The film stars Colin Firth, who won the best actor award at the Venice Film Festival for his portrayal of George, and double Oscar-nominee Julianne Moore as Charley, an aging beauty who is his closest friend.
Ford’s assured direction is enhanced by an eclectic group of production keys: Spanish cinematographer Eduard Grau; production designer Dan Bishop, whose work can also be seen on television hit Mad Men; editor Joan Sobel; costume designer Arianne Phillips, who was nominated for an Oscar for Walk the Line in 2006; and Polish composer Abel Korzeniowski did the score.
Below the Line recently caught up with Ford at his Sunset Strip office where he talked about the making of A Single Man.
Below the Line: To what extent did your background doing fashion shoots and commercials when you were creative director at Gucci and now at your own label help you to direct A Single Man?
Ford: The thing about my fashion career that helped the most is the collaborative nature of fashion—more than most people realize.
As a fashion designer you have to have a vision; you have to have something to say. Then you have to be able to communicate that to a huge number of people to help you to realize that vision. You have to inspire all these people. You have to give them space so that they give you their very best. And you have to lead and guide them to a point that is true to your intention.
From a process standpoint it’s very similar to directing a film. I was very well prepared, I think, in terms of my ability to make quick decisions, and managing and directing a team of people, and letting them contribute. I’m not trying to sound egotistical, but I felt very comfortable with the process.
The way we build a fashion collection is somewhat similar to doing preproduction on a film. You pull images and references, and you start to think what is it going to look like—what’s the mood? What’s the spirit? And you work for six months before you actually produce the collection.

• What you will do
Answer these questions from the passage about A Single Man:
1. What award did Colin Firth win at the Venice Film Festival?
2. On which television hit can production designer Dan Bishop's work also be seen?
3. According to Ford, how long do you work before you actually produce a fashion collection?
The lines that follow have no connection to the passage about A Single Man.

• Data section
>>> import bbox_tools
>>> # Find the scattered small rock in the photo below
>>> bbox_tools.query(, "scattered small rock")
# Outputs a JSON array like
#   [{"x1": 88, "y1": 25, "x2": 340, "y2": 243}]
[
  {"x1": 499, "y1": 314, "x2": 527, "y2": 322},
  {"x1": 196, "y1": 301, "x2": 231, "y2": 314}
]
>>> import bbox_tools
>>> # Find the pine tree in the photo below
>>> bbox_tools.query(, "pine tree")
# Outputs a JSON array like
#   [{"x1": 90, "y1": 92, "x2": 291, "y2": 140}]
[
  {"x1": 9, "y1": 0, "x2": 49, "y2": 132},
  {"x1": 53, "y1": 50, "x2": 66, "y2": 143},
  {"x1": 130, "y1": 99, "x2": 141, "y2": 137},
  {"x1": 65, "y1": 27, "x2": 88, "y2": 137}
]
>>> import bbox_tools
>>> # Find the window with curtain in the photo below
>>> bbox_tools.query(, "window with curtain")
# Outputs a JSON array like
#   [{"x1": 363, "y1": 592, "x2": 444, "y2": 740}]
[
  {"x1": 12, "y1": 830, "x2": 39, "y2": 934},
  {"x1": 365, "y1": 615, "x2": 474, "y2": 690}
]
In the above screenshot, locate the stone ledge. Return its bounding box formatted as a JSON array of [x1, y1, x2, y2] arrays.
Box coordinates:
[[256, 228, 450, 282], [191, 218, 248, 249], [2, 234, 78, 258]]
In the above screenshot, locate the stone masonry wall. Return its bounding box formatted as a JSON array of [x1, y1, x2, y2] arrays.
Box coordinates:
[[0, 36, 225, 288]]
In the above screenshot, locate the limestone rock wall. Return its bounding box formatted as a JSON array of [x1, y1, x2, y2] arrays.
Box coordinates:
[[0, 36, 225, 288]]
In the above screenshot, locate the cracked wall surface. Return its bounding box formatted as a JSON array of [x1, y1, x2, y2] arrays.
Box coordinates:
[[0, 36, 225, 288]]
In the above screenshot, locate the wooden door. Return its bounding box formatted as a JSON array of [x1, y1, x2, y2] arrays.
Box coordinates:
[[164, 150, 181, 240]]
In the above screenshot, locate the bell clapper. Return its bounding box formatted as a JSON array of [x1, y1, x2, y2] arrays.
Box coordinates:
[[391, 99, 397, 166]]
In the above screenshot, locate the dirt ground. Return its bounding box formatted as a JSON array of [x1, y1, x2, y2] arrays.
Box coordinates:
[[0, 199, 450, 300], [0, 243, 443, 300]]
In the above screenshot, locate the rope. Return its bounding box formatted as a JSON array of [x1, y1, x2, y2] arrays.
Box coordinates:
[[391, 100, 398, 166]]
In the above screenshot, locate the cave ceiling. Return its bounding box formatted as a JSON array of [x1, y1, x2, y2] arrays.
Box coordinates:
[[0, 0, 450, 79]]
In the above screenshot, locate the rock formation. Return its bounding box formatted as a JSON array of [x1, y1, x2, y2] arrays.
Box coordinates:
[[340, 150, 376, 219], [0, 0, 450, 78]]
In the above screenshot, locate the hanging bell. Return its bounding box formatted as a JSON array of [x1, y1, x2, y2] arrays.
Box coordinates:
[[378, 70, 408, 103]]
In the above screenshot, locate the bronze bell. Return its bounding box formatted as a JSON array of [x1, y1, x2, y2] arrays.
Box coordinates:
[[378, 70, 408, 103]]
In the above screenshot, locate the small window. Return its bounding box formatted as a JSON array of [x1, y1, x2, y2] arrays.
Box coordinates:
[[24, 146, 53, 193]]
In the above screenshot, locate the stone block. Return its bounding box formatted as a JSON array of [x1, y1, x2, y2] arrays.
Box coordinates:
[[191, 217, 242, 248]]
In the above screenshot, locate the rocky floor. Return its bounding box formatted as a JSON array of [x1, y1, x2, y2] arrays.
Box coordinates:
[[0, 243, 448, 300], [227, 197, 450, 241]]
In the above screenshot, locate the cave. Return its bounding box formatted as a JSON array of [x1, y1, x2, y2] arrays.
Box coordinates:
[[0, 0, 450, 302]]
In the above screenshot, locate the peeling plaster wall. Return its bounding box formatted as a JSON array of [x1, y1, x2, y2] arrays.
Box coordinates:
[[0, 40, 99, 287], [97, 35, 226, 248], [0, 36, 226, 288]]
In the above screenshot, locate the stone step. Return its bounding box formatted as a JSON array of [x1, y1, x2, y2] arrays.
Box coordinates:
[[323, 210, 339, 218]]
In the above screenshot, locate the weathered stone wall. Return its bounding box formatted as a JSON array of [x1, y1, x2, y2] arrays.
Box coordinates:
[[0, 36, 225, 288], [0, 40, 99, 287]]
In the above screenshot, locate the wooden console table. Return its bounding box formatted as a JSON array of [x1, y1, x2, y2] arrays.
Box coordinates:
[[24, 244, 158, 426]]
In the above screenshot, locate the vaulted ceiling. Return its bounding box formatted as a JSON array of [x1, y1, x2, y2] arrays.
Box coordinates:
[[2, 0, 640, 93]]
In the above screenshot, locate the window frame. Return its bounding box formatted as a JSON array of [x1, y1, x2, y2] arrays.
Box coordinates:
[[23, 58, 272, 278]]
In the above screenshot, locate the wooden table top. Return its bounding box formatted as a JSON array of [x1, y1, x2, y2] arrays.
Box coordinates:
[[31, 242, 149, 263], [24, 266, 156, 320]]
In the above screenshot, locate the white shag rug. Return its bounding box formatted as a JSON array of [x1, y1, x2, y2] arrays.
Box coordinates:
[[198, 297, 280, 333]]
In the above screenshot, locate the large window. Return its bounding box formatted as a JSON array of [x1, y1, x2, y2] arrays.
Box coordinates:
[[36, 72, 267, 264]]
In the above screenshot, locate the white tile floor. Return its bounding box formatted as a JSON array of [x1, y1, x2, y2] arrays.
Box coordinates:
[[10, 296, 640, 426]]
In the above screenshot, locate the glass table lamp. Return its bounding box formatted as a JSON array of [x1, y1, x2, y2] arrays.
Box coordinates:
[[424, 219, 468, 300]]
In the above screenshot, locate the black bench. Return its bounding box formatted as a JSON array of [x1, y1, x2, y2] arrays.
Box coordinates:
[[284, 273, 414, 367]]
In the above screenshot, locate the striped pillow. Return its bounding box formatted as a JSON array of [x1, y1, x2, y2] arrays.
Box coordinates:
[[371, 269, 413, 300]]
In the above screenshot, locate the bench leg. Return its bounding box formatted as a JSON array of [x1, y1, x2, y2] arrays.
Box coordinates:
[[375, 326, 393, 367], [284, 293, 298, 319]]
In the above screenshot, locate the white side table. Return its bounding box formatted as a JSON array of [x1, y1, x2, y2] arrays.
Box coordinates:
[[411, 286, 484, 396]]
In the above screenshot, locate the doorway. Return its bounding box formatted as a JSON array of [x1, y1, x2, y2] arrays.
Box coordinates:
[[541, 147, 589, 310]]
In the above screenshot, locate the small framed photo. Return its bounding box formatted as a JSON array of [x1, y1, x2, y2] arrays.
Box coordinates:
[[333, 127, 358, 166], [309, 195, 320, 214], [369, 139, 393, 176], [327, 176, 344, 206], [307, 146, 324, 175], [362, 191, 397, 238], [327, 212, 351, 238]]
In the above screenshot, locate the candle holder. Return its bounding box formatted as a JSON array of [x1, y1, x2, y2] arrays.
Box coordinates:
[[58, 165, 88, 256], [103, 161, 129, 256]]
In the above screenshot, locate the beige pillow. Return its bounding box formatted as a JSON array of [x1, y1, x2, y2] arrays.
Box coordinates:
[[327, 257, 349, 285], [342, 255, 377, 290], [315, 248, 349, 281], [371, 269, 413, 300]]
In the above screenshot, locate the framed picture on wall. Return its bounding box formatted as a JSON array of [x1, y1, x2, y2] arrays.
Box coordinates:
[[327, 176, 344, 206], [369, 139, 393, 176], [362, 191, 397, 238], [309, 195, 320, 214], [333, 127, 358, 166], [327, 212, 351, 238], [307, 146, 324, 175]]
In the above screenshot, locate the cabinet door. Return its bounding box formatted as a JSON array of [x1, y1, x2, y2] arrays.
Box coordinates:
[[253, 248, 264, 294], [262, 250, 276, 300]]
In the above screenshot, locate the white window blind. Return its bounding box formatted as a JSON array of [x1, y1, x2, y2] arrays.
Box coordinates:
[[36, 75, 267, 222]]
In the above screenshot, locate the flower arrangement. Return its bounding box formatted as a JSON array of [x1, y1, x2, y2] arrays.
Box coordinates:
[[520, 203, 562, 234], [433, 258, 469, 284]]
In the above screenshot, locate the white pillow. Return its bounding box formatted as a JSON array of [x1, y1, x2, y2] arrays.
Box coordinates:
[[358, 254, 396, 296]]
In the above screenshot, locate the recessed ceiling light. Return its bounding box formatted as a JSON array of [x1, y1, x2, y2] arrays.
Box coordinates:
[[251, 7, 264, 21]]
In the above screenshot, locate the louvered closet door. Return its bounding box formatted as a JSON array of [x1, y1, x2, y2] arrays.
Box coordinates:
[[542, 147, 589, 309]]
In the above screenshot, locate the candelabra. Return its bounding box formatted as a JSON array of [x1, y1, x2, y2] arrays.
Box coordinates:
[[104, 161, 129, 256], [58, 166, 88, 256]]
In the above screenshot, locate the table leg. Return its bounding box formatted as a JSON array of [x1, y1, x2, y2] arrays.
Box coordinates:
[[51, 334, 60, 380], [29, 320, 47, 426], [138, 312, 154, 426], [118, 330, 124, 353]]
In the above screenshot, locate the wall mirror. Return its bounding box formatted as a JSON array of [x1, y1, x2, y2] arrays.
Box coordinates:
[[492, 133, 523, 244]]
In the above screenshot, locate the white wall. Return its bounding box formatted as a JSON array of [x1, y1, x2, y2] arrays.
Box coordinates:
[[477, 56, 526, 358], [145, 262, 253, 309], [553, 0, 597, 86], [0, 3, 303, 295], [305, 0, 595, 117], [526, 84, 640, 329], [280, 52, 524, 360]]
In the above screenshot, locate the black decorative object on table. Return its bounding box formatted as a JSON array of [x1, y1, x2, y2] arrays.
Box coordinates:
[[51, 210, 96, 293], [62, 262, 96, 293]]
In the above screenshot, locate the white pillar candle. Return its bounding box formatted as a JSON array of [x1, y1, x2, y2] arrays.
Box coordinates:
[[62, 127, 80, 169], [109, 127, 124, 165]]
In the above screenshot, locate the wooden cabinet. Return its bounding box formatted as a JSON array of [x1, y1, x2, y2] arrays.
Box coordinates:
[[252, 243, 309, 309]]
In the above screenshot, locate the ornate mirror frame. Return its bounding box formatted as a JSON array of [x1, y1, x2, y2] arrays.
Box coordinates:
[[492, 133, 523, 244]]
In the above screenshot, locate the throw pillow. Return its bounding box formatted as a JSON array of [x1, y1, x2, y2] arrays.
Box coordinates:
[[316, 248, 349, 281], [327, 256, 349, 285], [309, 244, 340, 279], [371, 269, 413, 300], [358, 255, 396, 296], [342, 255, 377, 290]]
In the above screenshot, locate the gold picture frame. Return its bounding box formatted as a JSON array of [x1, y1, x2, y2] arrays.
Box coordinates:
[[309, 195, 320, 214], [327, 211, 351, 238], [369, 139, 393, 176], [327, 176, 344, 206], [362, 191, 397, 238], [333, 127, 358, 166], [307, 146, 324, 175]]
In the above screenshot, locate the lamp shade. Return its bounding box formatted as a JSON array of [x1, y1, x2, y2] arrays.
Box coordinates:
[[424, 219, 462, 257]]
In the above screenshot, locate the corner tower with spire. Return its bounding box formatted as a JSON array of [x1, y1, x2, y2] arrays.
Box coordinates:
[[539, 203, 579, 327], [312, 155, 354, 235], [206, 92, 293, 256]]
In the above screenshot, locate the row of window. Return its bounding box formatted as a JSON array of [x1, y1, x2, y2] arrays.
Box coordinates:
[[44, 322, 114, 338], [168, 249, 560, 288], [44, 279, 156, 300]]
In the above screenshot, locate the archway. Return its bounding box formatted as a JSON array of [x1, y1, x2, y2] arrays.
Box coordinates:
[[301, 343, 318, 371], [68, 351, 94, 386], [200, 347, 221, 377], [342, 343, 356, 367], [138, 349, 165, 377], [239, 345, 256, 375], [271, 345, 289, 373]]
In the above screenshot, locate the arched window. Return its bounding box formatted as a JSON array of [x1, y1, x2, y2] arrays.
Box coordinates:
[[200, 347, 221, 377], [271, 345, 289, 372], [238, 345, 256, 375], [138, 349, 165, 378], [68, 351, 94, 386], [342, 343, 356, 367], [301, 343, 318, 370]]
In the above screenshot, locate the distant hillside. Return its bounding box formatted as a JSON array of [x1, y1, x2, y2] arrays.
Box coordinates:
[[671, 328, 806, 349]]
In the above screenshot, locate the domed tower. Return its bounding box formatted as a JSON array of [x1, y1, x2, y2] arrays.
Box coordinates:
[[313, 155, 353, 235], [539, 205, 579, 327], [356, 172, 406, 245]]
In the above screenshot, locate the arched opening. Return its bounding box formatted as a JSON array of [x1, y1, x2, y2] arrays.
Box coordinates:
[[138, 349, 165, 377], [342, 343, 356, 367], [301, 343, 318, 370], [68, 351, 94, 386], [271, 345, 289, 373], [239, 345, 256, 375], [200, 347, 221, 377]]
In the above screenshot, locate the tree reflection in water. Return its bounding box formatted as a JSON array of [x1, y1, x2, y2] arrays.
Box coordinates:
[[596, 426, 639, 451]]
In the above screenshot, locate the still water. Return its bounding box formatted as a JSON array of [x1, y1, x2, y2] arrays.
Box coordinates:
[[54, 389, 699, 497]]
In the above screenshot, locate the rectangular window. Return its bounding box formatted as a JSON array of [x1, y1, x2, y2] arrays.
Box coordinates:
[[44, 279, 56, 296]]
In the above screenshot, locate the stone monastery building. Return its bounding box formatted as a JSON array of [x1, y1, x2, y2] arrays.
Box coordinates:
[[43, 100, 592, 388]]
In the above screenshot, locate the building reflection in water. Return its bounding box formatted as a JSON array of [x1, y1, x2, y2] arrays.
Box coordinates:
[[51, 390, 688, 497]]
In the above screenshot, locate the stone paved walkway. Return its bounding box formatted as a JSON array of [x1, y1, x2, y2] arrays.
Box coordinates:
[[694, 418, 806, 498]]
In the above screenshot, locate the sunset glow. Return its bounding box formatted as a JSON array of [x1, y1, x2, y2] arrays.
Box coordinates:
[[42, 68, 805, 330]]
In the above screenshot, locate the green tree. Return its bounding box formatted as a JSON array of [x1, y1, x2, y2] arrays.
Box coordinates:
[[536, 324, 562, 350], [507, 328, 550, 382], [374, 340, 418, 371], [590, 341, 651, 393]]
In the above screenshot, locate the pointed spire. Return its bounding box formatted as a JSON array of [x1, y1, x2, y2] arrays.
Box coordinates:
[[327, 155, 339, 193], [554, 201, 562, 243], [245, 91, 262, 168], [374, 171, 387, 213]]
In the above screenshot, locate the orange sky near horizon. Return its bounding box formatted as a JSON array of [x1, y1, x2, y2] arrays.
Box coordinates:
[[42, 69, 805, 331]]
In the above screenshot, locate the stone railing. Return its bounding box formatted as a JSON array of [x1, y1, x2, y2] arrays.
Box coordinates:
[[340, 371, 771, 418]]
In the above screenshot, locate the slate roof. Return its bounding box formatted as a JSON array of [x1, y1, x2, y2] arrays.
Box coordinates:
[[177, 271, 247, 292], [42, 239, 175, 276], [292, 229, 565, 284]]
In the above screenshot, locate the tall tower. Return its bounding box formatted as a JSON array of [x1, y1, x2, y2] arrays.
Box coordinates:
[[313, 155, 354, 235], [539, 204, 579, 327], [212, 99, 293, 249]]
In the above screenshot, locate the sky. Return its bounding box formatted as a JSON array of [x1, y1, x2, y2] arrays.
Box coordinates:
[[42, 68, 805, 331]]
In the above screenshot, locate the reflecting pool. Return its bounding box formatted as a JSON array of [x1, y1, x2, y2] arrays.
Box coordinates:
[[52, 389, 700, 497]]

• Answer below
1. The best actor award, for his portrayal of George.
2. Mad Men.
3. Six months.